* TAREFA A CUMPRIR: Reescreva tudo o que vai de "Quando o ano" até "preferência juvenil." no texto sobre o punk, substituindo "rebeldia" por "insubmissão".

* TEXTO:
┄┄┄┄┄┄┄┄┄┄
Quando o ano de 1980 chega o domínio
do punk já era absoluto na música comercial veiculada pela indústria cultural
capitalista. De estilo alternativo, virara mainstream. Sua ideologia de base
era vertida para objetivos comerciais. A rebeldia estava na moda e, como tal, foi
formatada.
A New Wave,
uma ramificação do punk, assumia ares ainda mais comerciais e se instalava na
preferência juvenil.
O rock
progressivo estava liquidado como estilo dominante das gravadoras. O punk e sua
ideologia (embora agora já bastante travestida) havia vencido.
A virada de
década deixava claro que o punk havia conquistado a cultura comercial
ocidental. Seu comportamento, modos de vestir, de falar, a ironia e a rebeldia
haviam penetrado no modo de ser das pessoas e, particularmente, sua música exercera
impacto em diversos grupos de rock, até mesmo nos grupos de rock progressivo
que conseguiram se manter (e, para isto, tiveram que transformar sua música e
sua atitude).
Um exemplo
notável disso podemos ver no Yes, que fora um dos ícones do rock progressivo ao
longo dos anos de 1970. No ano de 1980 eles lançaram o álbum Drama, que foi
marcado pela ausência dos integrantes, talvez, mais representativos do grupo, o
cantor Jon Anderson e o tecladista Rick Wakeman. As músicas desse álbum
apresentam um estilo musical significativamente diferente daquele pelo qual o
grupo era conhecido, trazendo um caráter mais veloz, fluido e, em alguns
momentos, pesado. Não chega a ser uma música punk, mas, em alguns pontos lembra
o heavy metal. Ou seja, é um Yes que simplifica sua música, trazendo-a para
mais próximo do espírito da nova época (de certa forma este álbum parece
antever o que futuramente seria chamado de metal progressivo, uma mistura de heavy
metal e rock progressivo).
┄┄┄┄┄┄┄┄┄┄
* DADOS FORNECIDOS:
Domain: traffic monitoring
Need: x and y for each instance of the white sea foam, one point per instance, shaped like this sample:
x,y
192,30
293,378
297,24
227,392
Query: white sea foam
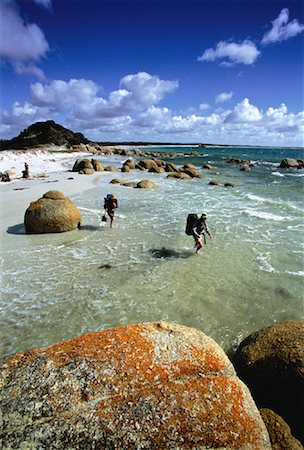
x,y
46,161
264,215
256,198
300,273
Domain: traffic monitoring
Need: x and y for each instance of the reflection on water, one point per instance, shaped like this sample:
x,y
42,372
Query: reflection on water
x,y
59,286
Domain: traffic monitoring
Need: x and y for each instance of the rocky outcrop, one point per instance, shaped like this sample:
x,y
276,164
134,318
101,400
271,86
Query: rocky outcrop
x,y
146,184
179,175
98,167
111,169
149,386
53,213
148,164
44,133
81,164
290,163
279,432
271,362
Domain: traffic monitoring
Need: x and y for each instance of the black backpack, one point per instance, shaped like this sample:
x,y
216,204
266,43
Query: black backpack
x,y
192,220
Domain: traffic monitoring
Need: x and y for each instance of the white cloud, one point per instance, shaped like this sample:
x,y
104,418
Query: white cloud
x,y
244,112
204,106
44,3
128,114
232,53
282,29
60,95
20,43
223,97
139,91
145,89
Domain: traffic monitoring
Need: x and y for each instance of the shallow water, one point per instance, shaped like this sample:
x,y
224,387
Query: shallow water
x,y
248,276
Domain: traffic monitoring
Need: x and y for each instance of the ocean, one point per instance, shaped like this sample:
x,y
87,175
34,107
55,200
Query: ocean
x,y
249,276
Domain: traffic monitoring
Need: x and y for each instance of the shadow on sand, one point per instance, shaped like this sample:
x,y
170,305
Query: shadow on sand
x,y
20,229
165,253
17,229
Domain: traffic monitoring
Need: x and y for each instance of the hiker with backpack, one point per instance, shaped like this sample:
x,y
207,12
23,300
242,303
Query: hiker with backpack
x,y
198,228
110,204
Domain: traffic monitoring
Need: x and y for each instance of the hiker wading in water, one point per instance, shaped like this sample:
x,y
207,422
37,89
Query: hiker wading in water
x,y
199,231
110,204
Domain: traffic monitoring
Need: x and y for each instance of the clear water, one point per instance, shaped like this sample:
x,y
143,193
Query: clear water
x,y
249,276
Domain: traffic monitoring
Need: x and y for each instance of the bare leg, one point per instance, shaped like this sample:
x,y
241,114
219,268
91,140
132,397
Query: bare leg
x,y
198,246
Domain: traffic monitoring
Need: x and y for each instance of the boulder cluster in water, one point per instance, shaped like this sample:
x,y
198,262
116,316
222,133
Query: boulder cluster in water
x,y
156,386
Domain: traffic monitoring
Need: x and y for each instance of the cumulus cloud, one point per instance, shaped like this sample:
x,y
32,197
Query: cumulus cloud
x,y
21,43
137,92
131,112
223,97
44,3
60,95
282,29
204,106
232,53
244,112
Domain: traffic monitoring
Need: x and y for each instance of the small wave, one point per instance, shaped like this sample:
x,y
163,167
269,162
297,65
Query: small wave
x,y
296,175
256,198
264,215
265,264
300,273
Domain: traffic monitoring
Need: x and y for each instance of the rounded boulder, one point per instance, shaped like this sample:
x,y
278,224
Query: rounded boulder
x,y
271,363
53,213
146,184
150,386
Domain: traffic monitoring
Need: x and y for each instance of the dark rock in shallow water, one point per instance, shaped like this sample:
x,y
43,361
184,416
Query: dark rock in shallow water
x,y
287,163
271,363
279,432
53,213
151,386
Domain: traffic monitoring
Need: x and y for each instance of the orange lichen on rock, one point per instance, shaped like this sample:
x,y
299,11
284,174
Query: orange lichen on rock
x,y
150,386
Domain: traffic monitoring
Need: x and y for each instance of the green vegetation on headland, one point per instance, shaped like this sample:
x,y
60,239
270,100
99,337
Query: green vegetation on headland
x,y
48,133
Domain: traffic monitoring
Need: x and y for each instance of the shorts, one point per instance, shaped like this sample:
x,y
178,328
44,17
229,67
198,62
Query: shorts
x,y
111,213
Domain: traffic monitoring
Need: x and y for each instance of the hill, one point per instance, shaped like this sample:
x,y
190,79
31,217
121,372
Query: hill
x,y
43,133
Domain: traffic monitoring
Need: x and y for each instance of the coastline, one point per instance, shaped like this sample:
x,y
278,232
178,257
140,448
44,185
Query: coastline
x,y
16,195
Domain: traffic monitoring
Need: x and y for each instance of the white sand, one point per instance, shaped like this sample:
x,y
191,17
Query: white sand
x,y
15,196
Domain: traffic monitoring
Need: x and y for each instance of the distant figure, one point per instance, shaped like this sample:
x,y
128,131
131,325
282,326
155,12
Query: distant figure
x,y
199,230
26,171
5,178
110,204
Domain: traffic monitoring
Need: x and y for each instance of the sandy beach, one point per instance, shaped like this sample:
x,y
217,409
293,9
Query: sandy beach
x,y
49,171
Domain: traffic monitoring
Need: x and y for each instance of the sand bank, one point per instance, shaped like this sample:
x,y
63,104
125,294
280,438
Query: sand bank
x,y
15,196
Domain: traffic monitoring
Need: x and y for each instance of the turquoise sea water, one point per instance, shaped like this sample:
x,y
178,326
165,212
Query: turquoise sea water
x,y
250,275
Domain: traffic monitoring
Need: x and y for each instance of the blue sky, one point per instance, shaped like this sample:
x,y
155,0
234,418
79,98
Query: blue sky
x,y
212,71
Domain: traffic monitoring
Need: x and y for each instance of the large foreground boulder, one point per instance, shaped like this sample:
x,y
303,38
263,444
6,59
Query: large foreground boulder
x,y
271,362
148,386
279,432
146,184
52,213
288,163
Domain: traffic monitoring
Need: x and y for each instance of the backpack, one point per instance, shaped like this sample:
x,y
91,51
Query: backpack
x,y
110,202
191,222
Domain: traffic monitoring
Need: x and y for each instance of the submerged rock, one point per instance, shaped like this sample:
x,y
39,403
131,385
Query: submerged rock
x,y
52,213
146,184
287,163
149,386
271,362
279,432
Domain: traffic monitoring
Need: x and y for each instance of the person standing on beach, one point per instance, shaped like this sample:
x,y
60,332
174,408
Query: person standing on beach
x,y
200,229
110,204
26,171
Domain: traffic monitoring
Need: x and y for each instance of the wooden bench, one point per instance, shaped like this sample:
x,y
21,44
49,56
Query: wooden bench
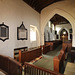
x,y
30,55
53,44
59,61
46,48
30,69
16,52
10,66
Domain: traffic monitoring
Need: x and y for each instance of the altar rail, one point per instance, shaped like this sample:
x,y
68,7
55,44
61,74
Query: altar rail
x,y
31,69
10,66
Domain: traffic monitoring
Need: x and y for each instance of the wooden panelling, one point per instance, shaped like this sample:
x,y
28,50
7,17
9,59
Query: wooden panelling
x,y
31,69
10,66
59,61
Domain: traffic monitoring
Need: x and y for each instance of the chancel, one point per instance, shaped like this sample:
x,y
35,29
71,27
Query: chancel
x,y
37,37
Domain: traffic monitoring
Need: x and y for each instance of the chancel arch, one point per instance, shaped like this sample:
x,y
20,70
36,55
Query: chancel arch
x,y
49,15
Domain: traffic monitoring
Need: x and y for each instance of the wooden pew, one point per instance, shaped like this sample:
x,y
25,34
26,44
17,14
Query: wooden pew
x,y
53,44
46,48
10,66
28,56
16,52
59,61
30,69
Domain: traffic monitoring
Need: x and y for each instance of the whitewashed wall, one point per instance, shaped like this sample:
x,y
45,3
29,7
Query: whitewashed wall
┄┄┄┄┄┄┄┄┄┄
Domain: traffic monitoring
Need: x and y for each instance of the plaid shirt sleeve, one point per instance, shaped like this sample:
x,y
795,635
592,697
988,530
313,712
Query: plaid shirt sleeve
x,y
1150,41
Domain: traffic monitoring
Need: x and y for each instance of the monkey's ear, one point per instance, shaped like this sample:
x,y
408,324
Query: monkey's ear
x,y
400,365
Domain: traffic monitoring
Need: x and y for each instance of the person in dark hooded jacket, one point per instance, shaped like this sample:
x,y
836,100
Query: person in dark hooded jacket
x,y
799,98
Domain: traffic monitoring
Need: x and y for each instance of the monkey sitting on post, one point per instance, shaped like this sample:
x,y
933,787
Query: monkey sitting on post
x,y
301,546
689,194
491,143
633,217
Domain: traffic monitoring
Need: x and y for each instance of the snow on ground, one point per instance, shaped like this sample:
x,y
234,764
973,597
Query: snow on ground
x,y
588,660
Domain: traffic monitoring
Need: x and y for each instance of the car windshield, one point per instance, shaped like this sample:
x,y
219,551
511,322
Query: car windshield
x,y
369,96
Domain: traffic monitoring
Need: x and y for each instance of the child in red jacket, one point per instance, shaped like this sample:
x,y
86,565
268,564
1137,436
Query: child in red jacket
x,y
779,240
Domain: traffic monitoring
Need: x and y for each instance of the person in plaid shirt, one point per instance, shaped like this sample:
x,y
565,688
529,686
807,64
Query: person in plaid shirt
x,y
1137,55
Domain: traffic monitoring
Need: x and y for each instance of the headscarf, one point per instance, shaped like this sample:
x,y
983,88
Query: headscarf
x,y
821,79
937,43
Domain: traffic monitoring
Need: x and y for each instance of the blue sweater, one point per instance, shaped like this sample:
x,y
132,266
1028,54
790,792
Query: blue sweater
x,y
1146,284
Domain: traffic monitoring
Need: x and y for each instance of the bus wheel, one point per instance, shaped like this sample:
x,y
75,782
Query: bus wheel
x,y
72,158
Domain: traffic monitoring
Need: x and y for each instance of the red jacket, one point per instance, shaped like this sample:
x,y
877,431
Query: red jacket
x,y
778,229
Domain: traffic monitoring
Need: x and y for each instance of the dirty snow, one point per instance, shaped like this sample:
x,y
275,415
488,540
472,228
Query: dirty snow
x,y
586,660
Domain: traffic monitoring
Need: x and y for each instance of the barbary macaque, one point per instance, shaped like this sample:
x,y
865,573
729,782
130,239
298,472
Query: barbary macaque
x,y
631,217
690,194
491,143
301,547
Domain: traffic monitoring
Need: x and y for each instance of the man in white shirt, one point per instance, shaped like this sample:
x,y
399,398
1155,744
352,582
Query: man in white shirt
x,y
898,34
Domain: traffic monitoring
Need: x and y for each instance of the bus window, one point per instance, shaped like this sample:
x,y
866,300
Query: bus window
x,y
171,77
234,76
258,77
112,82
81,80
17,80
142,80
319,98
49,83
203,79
┄┄┄┄┄┄┄┄┄┄
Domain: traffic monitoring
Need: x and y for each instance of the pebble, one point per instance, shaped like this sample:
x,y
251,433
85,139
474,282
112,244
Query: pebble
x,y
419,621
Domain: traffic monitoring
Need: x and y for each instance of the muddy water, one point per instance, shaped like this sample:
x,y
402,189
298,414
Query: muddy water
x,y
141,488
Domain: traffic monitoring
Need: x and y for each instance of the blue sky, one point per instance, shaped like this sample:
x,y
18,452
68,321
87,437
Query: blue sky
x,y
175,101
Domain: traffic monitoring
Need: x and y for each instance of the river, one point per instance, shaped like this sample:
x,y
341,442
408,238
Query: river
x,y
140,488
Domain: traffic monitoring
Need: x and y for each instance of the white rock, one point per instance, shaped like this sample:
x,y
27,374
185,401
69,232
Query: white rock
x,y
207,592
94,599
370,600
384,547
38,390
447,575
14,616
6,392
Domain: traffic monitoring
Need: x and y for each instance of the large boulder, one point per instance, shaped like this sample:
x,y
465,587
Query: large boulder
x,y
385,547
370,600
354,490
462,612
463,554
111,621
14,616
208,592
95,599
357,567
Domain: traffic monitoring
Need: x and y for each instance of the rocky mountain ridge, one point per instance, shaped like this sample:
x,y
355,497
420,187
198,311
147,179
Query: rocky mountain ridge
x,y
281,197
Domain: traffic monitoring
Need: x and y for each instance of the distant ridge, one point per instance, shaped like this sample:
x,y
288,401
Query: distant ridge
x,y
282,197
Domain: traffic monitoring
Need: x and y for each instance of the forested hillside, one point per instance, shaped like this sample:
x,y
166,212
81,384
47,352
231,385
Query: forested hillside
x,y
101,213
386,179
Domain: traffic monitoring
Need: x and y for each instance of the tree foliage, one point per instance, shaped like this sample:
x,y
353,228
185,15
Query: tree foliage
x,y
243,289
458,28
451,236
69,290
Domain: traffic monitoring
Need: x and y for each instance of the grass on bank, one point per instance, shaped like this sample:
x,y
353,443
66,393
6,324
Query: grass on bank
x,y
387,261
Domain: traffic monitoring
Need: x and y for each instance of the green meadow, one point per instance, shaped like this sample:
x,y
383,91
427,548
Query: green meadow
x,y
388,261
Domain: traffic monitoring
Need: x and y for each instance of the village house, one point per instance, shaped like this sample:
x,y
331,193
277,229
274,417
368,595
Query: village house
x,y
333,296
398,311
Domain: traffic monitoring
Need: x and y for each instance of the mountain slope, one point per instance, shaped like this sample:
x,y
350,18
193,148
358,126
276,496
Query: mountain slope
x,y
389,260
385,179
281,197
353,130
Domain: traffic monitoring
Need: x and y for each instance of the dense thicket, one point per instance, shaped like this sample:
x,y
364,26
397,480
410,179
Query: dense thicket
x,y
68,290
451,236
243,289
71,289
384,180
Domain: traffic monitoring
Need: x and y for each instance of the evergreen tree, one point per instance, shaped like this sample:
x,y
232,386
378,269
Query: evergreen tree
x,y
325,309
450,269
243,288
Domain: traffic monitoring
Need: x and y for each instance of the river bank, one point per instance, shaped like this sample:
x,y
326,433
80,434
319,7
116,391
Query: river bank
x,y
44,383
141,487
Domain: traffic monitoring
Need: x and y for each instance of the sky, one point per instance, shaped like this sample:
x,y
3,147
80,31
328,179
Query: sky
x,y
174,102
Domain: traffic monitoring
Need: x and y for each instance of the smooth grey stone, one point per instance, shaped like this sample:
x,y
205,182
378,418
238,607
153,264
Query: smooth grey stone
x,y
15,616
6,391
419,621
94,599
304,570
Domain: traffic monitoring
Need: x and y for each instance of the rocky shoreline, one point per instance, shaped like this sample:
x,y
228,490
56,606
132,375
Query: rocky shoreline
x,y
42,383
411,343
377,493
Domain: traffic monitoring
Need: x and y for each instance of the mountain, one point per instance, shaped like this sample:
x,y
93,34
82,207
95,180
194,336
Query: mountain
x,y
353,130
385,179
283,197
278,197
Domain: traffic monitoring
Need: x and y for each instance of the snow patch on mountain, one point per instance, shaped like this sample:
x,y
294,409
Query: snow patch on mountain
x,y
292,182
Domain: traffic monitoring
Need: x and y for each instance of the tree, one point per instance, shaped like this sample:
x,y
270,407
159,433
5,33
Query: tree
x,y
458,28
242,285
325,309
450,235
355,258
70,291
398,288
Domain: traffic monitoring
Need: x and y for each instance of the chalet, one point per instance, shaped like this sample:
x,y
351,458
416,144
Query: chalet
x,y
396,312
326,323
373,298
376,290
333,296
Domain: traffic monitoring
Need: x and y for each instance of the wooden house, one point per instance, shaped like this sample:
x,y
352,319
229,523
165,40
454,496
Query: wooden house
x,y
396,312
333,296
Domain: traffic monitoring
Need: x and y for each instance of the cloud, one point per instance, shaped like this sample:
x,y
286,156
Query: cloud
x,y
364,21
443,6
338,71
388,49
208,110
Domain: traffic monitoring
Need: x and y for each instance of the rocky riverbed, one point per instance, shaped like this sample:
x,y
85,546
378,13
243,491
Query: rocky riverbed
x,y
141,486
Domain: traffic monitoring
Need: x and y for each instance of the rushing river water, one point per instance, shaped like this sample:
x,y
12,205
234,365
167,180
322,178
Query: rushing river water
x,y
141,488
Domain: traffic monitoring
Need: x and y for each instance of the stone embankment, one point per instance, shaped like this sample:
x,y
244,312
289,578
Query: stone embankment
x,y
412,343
┄┄┄┄┄┄┄┄┄┄
* RESOLUÇÃO DO EXERCÍCIO:
Quando o ano de 1980 chega o domínio
do punk já era absoluto na música comercial veiculada pela indústria cultural
capitalista. De estilo alternativo, virara mainstream. Sua ideologia de base
era vertida para objetivos comerciais. A insubmissão estava na moda e, como tal, foi
formatada.
A New Wave,
uma ramificação do punk, assumia ares ainda mais comerciais e se instalava na
preferência juvenil.